**Problem statement**
Can you rewrite the listing below in full, requests included, shifting each bounding-box coordinate in the results by -104 and leaving out the pictures?
* START Material provided *
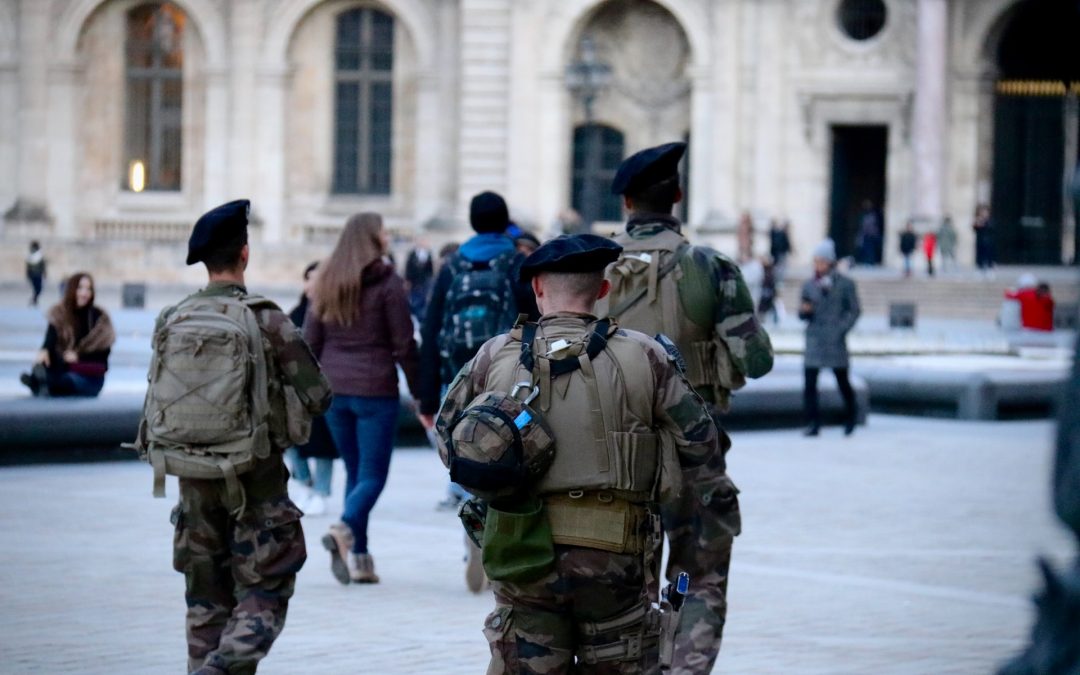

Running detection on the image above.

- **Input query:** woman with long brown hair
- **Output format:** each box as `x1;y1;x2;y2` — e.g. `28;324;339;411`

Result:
303;213;419;583
19;272;117;396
* END Material provided *
**Result of the exercise**
Running detection on the image above.

- **Input query:** woman with long brown hair
- **Output format:** each box as `x1;y1;x2;y2` — e.g. `28;324;339;411`

Result:
199;109;315;479
-85;168;13;292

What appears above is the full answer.